### [Task instructions]
Carry on the exchange about sensationalist newspaper coverage, beginning right after its final sentence.

Joe, my friend, pray, why are you becoming so hysterical?
Why doesn't the Mumbai Mirror coverage bother me? Because that is the journalism of today and that’s what sells. That is what the average reader (not the more discerning ones like you and me) want to read.
First the newspapers publish the story, notch up their circulation figures and then publish an apology. After all, doesn’t cost them much to say sorry. Much less, I’m sure, than the copies they've sold that day!
Remember the Mira Road incest case? A staid, broadsheet newspaper like the Hindustan Times published on its front pages in lurid detail, the story of the victim. Why? I think we know the answer to that.
If you remember, during the serial blasts in GK market, TV channels and even some Delhi newspapers flashed the picture of the little boy who saw the bombers. I spoke to a friend of mine in HT Delhi the next day and her answer was “Don’t blame us, the TV channels started it. So why should we be left behind?”
You can get as hysterical as you want, but the newspapers are going to keep doing this, because THAT IS WHAT READERS WANT.
Let me quote from my own blog
“Most people pick up the morning papers and read the page 3 stuff, the peccadilloes of the rich and famous, and the sports pages, because hard news is old news! The down side of this media explosion is that with news channels in a race for TRPs the concept of ‘breaking news’ has been sent to the cleaners!
And for that, I was called a defeatist!

Joe Pinto said...

My dear Mohan,

I am not as cocksure as you are that what appears in sleazy tabloids like Mumbai Mirror (and Pune Mirror, if I amy add), is "what readers want".

Some readers, certainly. You are good company. Even the BBC, I am told, has "discovered" that viewers of 24x7 TV news like gossip and half-baked stories.

But there is a significant number who stopped buying Pune Mirror, when the TOI group decided that it was not going to be complimentary and that readers had to buy it.

The TOI would not dare to release the print order for Pune Mirror, when it was complimentary and now when it has to be bought. That would give us a rough idea of the hard-core readership that wants (or does not object to) sleaze, for we know that sleaze, like porn, has its niche readership.

### [Information provided]
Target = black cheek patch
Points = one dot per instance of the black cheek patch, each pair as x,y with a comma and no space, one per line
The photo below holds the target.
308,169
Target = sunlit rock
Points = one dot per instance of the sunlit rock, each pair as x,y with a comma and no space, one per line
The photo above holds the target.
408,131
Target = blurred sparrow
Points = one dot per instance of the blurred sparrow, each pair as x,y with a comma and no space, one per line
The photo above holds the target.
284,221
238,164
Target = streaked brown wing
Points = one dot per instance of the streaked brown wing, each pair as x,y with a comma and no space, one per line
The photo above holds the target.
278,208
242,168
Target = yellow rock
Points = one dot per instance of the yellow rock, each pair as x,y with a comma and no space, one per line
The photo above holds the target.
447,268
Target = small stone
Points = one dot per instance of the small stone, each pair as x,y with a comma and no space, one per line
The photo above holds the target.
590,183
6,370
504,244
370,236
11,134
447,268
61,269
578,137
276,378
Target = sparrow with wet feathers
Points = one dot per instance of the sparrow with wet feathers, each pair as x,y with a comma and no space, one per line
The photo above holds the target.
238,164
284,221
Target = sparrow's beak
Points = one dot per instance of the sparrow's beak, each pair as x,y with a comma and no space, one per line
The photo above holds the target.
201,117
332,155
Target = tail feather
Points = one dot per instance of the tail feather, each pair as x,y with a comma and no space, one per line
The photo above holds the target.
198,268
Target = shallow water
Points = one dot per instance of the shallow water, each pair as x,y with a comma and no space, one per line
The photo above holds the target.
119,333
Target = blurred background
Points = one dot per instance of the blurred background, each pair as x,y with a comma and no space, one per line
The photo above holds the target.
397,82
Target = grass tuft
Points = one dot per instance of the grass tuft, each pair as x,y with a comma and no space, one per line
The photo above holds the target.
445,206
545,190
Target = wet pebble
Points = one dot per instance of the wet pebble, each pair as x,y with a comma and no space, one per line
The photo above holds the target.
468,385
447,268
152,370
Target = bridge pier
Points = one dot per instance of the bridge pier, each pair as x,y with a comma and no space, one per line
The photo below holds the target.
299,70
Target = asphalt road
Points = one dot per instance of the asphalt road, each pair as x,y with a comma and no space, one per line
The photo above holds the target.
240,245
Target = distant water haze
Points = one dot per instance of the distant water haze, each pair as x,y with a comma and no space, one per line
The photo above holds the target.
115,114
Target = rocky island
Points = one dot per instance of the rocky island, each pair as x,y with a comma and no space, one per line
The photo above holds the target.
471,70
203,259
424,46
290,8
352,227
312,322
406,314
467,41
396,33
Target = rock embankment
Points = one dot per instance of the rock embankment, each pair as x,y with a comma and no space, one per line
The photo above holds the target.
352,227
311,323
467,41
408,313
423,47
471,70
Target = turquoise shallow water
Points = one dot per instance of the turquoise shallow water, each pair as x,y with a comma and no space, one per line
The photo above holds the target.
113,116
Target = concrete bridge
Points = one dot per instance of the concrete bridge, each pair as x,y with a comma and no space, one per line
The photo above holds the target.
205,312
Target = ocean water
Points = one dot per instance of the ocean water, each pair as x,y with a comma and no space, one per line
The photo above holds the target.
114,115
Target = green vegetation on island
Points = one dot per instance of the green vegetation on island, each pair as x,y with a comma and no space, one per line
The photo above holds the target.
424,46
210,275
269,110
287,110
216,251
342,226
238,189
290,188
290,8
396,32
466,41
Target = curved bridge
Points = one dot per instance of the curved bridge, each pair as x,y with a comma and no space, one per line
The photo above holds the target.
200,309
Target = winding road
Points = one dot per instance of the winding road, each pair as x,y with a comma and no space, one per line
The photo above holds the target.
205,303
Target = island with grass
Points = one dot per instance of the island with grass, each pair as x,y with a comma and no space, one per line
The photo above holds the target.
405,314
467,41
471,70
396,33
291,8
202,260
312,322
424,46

### [The result]
Again as in "No! No! Nano", may I remind you that hysteria is NOT my affliction, so please desist from imposing it on me.

My purpose is to try and rouse journalists against the tide that washes people off their feet and shoves them down the drain towards "Page 3", sensationalism and sleaze.

I make the same attempt while instigating the readers of my blog against war or violence. I will not take things lying down. I resist the tide. Therefore, against the tide.

Warm regards,
- Joe.

Gauri Gharpure said...

Speaking in a strictly personal capacity, I have this to say:

While we attribute anything that goes in print to the newspaper house, it largely revolves around the ethical stands of just two kinds of people: a) the reporter and b) the sub. Many a times, what the reporter says finds its way to the newspaper unsieved because in most cases, the story has come at the last minute and huge disappointment though it may be, major revisions and editing will leave an acute space crisis. Like, a 600 word story filled with fluff and ridiculous writing, if subbed to size, may end up being only 100 words, thus leading to a huge crisis of shuffling the entire copy slots -- a disaster with the deadline lurking dangerously close... the sub is in a fix and the reporter has merrily left for home feeling like an invincible king..
good reporting can only start and be finetuned at an individual, professional level. we could do with intense classes on morals at all journalism schools

Joe Pinto said...

Gauri -

Yes!!! As a sub, beware of the last-minute doodhwalas, who dump over-diluted copy. Warm them! Keep substitute copy ready the next time, so that you are not at their mercy to fill the page.

Thank you, Gauri, I will introduce a series of "intense classes on morals" in the journalism classes I teach in Pune.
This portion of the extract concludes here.